練習問題:
**1.** 次の(a)〜(c)がそれぞれ出典の内容と合うかどうかを「はい」か「いいえ」で答え、決め手となる出典の語句をそのまま引用せよ。(a) CLASSICI FUORI MOSTRAは2020年からヴェネチアで開催されている。(b) ロマンポルノは17年の間に約1,100本が公開された。(c) CLASSICI FUORI MOSTRAの開催時期と会場は毎年同じである。
**2.** 出典で、ロマンポルノの中で作家性を発揮した監督として名前が挙げられている人物をすべて書き出せ。
**3.** ロマンポルノについて述べた出典の文章を、最後の文の後から書き継げ。

出典:
..............................
CLASSICI FUORI MOSTRA
2020年からヴェネチアで開催されている、復元映画の映画祭。ヴェニス・クラシックスの盛況を受け、映画史に名を刻んだ過去の名作を更に多く観客に届けると同時に、現在活動している映画製作者にインスピレーションを与え続けることを目的に設立された。また、名作映画の上映を通じて学生に教育的な豊かさを提供することも目的の1つとしている。毎年10数作品が上映され、今回は14作品が上映される。設立以降続く新型コロナウィルスの影響により、開催時期・会場は年によって異なる。
ロマンポルノとは?
1971年-88年の間に製作・公開された成人映画で、『団地妻 昼下りの情事』(西村昭五郎監督/白川和子主演)と、『色暦大奥秘話』(林功監督/小川節子主演)が第1作。わずか17年の間に約1,100本公開された。
「10分に1回絡みのシーンを作る、上映時間は70分程度」などの一定のルールさえ守れば比較的自由に映画を作ることができたため、クリエイターたちは限られた製作費の中で新しい映画作りを模索。そして、キネマ旬報ベストテンや日本アカデミー賞に選出される作品や監督も生まれた。
また、通常3本立ての公開を維持するため量産体制を敷いたことにより、若い人材が育成された。中平康、鈴木清順、今村昌平ら稀代の才能をもつ監督のもと助監督として経験を積み、ロマンポルノの中で作家性を発揮した監督として、神代辰巳、小沼勝、加藤彰、田中登、曾根中生らが生まれ、あらゆる知恵と技術で「性」に立ち向い、「女性」を美しく描くことを極めた。
..............................
データ抜粋:
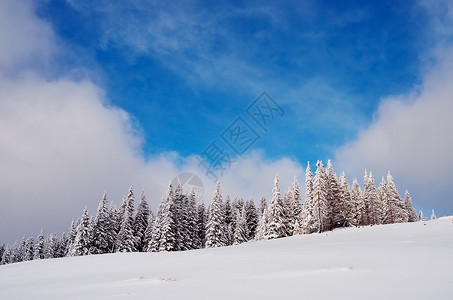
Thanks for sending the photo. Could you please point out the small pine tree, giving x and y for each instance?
(335, 200)
(263, 205)
(215, 230)
(412, 214)
(372, 203)
(308, 218)
(321, 207)
(241, 230)
(125, 241)
(50, 246)
(100, 243)
(83, 238)
(251, 218)
(149, 232)
(39, 247)
(141, 223)
(2, 251)
(421, 217)
(278, 222)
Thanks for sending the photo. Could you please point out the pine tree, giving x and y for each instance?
(241, 230)
(201, 225)
(288, 214)
(71, 237)
(50, 246)
(165, 237)
(6, 257)
(2, 251)
(348, 205)
(154, 244)
(215, 230)
(125, 241)
(307, 214)
(195, 241)
(83, 238)
(261, 228)
(229, 222)
(359, 209)
(370, 197)
(141, 223)
(277, 226)
(263, 206)
(251, 218)
(321, 207)
(62, 245)
(39, 247)
(296, 208)
(411, 212)
(395, 208)
(15, 255)
(335, 199)
(113, 227)
(149, 232)
(100, 243)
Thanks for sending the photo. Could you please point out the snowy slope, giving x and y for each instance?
(398, 261)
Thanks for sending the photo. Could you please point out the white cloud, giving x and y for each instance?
(24, 38)
(411, 136)
(62, 144)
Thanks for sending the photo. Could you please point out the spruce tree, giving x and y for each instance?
(263, 205)
(321, 207)
(335, 198)
(374, 210)
(421, 217)
(308, 217)
(83, 238)
(154, 244)
(278, 223)
(261, 228)
(411, 212)
(6, 257)
(195, 242)
(395, 205)
(100, 243)
(201, 225)
(125, 241)
(39, 247)
(169, 239)
(50, 246)
(359, 209)
(62, 245)
(141, 223)
(241, 230)
(229, 222)
(215, 230)
(251, 218)
(348, 205)
(149, 232)
(2, 250)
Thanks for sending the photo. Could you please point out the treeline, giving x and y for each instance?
(183, 224)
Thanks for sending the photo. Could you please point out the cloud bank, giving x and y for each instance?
(62, 144)
(411, 136)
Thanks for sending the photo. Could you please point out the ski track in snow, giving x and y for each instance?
(397, 261)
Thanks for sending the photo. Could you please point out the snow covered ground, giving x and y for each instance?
(398, 261)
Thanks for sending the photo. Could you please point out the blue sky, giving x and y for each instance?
(103, 96)
(185, 71)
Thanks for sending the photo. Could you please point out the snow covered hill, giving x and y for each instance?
(397, 261)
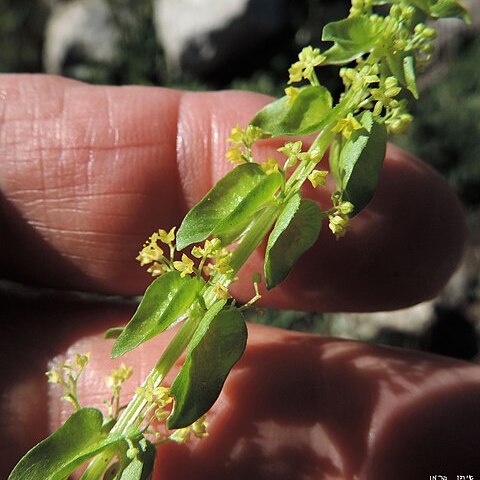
..............................
課題別の解答:
**1.**
(a) はい。「2020年からヴェネチアで開催されている」
(b) はい。「わずか17年の間に約1,100本公開された」
(c) いいえ。「開催時期・会場は年によって異なる」

**2.** 神代辰巳、小沼勝、加藤彰、田中登、曾根中生

**3.**
ロマンポルノから出発した監督には他にも村川透、相米慎二、根岸吉太郎、池田敏春、中原俊、那須博之、金子修介、石井隆などがいる。80年代に入り家庭にビデオデッキが普及し、アダルトビデオが低料金でレンタルできるようになると、日活ロマンポルノの劇場に足を運ぶ人は次第に減り、1988年4月、日活はロマンポルノの製作を終了すると発表。 トリュフォーが神代の『四畳半襖の裏張り』を観て感嘆したり、ニューヨークでの神代特集上映が満席だったなど、ロマンポルノで活躍した監督たちの回顧上映などが、国内海外で、現在も頻繁に行われている。
ロマンポルノ50周年記念プロジェクト実施中!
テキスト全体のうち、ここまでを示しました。